• **Work instructions**
In the material below, find every line that contains the word "trunk" and copy each of those lines.

• **Information provided**
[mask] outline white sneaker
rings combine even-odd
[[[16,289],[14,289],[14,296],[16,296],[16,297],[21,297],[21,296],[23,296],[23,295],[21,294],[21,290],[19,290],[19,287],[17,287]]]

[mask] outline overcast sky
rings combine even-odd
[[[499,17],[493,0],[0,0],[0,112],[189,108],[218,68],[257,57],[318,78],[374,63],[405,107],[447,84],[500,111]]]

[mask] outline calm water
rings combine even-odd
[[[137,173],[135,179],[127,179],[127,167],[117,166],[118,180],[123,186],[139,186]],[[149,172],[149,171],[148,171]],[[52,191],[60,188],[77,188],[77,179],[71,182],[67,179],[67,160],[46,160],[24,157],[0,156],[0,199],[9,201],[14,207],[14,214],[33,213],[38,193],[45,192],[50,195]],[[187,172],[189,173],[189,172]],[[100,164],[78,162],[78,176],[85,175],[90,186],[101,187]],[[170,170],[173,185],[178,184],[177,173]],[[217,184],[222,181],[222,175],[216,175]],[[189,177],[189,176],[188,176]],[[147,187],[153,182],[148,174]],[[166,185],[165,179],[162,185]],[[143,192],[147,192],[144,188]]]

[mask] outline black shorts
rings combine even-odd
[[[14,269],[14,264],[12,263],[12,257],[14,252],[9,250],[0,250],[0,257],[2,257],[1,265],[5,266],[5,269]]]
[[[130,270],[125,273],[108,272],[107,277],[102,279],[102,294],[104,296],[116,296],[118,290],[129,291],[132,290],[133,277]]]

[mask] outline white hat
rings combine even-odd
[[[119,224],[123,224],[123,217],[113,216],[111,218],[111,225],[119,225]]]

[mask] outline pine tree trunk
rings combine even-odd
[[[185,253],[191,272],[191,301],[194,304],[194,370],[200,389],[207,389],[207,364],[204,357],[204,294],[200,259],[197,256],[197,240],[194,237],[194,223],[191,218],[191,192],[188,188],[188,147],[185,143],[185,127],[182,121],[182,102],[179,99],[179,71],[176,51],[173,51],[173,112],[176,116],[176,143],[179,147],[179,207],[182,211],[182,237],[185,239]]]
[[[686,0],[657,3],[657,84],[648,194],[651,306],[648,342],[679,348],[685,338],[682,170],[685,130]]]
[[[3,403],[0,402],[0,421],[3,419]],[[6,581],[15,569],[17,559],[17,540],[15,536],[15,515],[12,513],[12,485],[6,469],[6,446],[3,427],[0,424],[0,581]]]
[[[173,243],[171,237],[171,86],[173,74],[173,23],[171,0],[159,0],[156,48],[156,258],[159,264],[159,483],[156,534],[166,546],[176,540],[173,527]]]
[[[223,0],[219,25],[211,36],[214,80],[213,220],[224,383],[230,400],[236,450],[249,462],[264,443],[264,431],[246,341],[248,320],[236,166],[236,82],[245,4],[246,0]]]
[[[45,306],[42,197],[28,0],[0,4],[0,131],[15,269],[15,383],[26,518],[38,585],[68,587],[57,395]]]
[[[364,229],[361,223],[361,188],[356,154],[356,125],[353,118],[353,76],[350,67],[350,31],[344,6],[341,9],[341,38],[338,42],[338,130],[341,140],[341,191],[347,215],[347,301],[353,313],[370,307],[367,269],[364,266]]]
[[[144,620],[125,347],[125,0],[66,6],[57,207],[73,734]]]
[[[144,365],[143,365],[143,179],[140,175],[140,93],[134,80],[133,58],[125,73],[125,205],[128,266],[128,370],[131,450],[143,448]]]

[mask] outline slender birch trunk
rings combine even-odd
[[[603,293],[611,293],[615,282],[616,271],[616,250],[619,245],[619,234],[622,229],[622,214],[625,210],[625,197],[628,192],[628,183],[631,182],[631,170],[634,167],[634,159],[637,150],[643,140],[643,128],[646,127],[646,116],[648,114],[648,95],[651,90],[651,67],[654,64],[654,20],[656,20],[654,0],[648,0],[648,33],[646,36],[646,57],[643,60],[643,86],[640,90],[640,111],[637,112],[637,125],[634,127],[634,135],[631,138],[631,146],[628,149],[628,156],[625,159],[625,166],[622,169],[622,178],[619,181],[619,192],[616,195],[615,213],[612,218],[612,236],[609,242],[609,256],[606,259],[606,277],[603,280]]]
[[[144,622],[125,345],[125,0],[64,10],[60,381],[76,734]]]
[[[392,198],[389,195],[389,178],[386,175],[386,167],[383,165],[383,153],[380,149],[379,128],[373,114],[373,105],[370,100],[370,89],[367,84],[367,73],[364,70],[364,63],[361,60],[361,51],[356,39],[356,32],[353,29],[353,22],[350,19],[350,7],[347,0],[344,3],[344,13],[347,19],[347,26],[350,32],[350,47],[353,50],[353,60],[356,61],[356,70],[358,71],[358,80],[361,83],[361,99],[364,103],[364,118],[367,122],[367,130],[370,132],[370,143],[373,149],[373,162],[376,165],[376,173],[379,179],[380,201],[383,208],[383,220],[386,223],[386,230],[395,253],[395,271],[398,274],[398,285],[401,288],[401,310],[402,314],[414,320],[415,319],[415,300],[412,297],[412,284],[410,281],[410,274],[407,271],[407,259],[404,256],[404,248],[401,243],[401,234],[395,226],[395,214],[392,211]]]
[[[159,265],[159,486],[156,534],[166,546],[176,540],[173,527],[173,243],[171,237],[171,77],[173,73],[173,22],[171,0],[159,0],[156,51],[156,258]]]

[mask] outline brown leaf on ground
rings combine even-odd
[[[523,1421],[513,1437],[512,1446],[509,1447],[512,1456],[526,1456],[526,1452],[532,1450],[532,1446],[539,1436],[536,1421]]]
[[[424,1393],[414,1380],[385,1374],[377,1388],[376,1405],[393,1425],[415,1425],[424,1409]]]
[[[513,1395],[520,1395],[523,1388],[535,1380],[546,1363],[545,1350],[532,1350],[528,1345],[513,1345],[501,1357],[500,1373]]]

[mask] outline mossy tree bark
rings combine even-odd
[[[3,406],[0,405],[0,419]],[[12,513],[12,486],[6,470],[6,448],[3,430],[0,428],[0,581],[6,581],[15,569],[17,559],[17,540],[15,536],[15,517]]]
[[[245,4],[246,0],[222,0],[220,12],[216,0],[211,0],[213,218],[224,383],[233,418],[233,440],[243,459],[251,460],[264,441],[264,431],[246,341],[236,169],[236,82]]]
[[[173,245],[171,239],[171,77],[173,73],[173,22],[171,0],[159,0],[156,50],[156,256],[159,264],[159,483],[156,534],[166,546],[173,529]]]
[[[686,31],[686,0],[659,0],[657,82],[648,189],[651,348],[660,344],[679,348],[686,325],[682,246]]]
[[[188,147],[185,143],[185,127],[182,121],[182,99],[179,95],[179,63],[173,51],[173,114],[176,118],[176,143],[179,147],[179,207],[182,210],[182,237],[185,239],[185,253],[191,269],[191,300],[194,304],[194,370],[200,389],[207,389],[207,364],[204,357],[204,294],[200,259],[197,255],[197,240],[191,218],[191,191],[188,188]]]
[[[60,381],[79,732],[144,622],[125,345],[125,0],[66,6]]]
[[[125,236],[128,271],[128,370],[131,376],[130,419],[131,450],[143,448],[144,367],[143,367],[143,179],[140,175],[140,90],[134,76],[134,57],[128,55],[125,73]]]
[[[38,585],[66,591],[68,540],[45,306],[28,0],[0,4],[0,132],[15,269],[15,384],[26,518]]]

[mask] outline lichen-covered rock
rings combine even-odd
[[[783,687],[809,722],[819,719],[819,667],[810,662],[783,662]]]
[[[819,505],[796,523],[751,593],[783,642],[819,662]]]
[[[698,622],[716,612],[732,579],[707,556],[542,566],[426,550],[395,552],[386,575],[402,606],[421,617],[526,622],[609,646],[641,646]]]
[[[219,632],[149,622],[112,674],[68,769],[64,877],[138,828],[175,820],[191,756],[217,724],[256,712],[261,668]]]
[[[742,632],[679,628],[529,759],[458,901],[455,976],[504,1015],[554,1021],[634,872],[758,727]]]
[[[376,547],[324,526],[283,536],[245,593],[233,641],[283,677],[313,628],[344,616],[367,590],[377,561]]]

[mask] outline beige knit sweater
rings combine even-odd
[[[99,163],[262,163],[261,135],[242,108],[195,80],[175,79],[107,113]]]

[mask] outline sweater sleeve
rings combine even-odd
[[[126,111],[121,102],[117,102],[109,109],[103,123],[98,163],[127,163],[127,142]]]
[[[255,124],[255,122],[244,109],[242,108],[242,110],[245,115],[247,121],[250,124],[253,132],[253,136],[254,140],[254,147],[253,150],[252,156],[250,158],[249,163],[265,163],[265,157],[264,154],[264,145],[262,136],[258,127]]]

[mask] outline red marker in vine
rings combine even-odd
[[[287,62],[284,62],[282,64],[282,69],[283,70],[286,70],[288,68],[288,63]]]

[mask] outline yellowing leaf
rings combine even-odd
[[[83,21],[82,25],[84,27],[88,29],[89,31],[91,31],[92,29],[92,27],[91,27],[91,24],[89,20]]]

• **Written reply**
[mask] outline pine tree trunk
[mask] outline slender birch trunk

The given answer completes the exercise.